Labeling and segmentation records
========
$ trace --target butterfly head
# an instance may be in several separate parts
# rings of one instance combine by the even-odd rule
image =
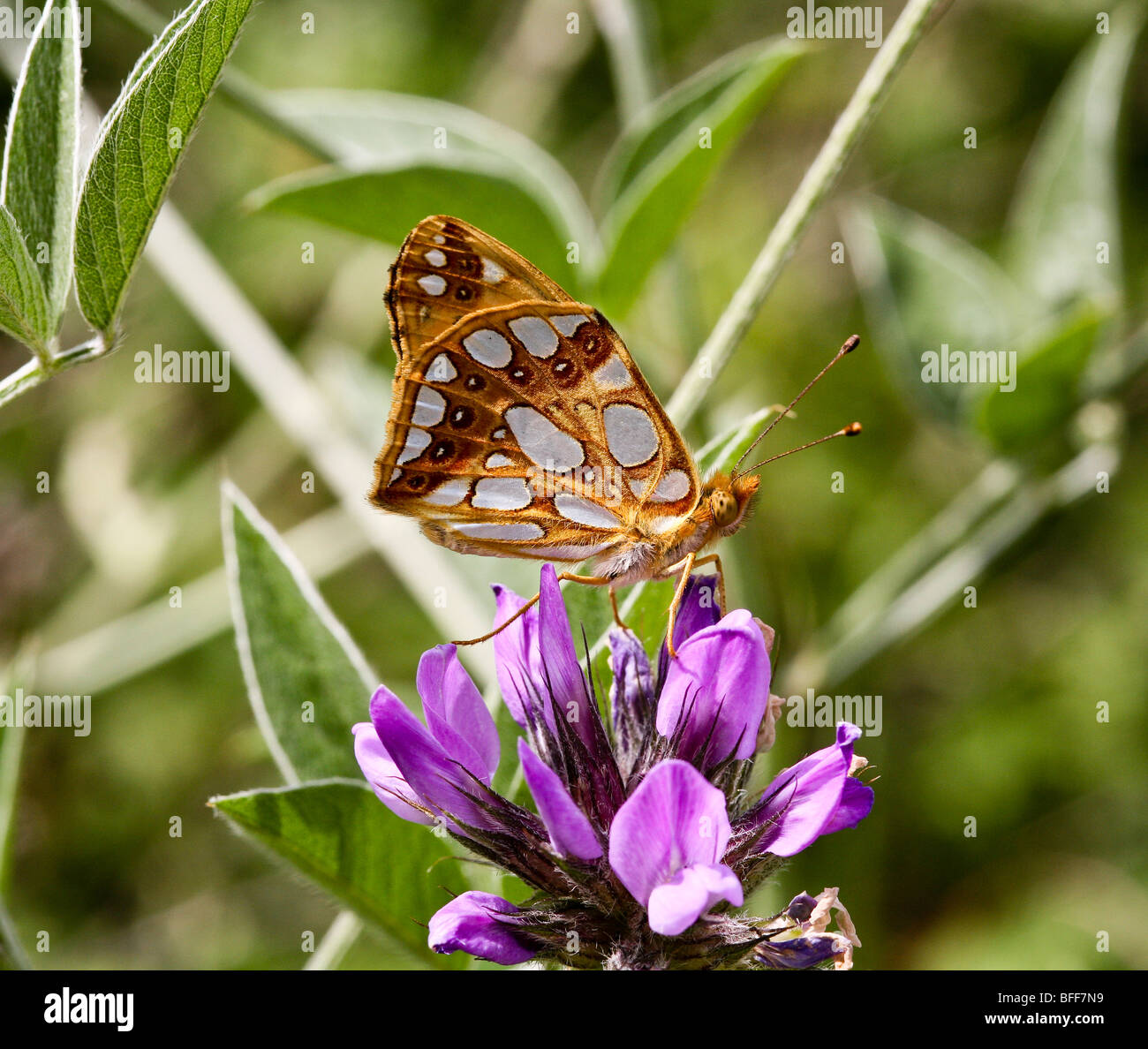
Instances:
[[[757,474],[714,474],[701,490],[701,503],[718,535],[731,536],[745,523],[745,514],[761,479]]]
========
Rewrite every line of the data above, requests included, with each polygon coordinate in the answers scaled by 0.75 and rounded to a whole number, halves rounding up. Omit the pictures.

$ trace --target butterfly head
# an instance may be in several separate parts
# rings of one instance combine by the even-odd rule
image =
Instances:
[[[568,356],[536,356],[526,368],[526,377],[539,401],[548,402],[559,392],[559,386],[571,359]]]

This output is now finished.